How many lines in the records below contain the word "white"? Reply with the number only.

Stored data

↓↓↓

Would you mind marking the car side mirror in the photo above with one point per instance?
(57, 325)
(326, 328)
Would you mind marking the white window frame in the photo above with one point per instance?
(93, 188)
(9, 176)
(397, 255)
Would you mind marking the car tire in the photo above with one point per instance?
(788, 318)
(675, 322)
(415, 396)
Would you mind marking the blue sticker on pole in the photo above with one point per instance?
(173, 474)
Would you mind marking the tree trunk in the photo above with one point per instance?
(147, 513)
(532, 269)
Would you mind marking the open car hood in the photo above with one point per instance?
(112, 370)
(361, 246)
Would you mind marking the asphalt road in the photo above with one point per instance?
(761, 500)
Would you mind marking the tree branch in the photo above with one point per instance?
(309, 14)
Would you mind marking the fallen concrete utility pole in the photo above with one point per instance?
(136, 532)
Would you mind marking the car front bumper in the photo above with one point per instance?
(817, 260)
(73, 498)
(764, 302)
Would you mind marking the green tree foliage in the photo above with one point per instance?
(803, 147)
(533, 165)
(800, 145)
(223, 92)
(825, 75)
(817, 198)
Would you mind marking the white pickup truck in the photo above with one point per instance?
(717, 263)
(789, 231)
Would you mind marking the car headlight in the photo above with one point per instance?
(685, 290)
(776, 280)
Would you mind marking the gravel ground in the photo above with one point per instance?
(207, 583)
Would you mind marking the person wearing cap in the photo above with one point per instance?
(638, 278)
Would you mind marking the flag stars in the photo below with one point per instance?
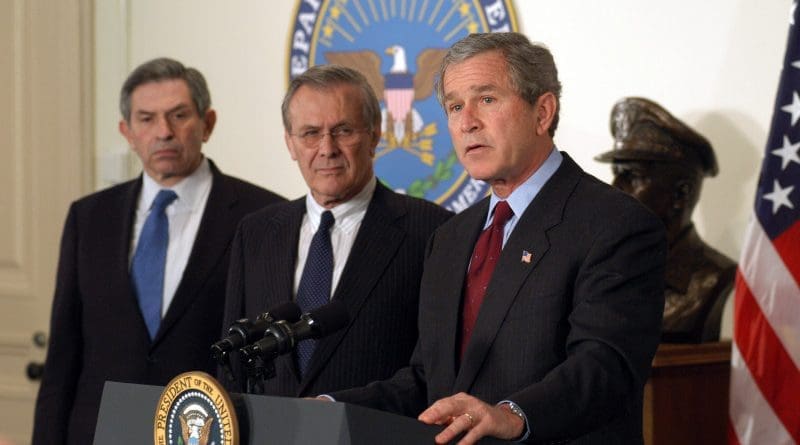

↑↑↑

__Exercise result__
2